Passage to read
□ □ □

Herbert Olivecrona began his brilliant career in the surgical department of Serafimer Hospital. He established the first neurosurgery department at that hospital in 1930. In 1935, he was appointed professor of neurosurgery at the Karolinska Institute, a post he held until his retirement in 1960. He was a member of the Swedish Academy of Science and numerous Scandinavian, European, and American medical and surgical societies. He was a champion of international scholarship, sparked by a year he spent as a young man in 1919 at The Johns Hopkins Hospital in Baltimore. Harvey Cushing planted the seed of neurosurgical interest in the young Dr. Olivecrona. Cushing offered him a year's residency, but Dr. Olivecrona was unable to finance the year abroad.
During the 1920s Herbert Olivecrona single-handedly established the neurosurgical program at Serafimer Hospital and became a contemporary expert in brain tumor surgery. Shortly thereafter he embarked on his career at the Karolinska Institute for which he is most recognized. One of his earliest collaborators was Eric Lysholm, the Swedish radiologist who developed the art of pneumoencephalography. Eric Lindgren later became Dr. Olivecrona's radiologist and Dr. Lindgren's work helped neuroradiology become a distinct and respected subspecialty. Dr. Olivecrona's disciples are equally known and respected in the international community and include Lars Leksell, Gosta Norlen, Olath Sjoqvist, Einar Bohm, and Eduard Busch.

□ □ □

Data provided
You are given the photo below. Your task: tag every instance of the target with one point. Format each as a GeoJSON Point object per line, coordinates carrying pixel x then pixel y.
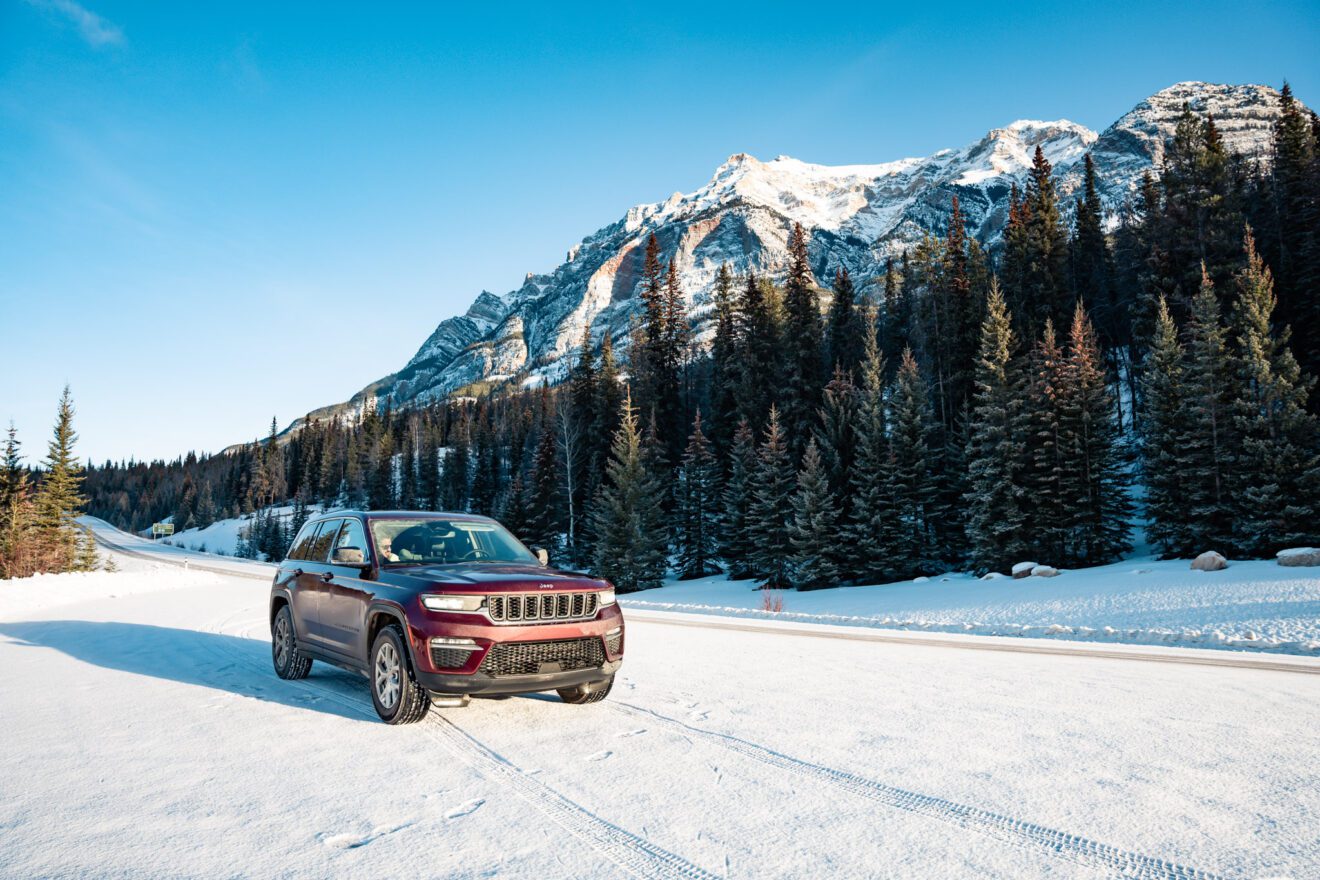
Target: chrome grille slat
{"type": "Point", "coordinates": [541, 607]}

□ □ □

Required action
From the Herbert Olivecrona passage above, repeat word for word the part that starts at "Herbert Olivecrona began" and stops after "the year abroad.".

Solved exercise
Herbert Olivecrona began his brilliant career in the surgical department of Serafimer Hospital. He established the first neurosurgery department at that hospital in 1930. In 1935, he was appointed professor of neurosurgery at the Karolinska Institute, a post he held until his retirement in 1960. He was a member of the Swedish Academy of Science and numerous Scandinavian, European, and American medical and surgical societies. He was a champion of international scholarship, sparked by a year he spent as a young man in 1919 at The Johns Hopkins Hospital in Baltimore. Harvey Cushing planted the seed of neurosurgical interest in the young Dr. Olivecrona. Cushing offered him a year's residency, but Dr. Olivecrona was unable to finance the year abroad.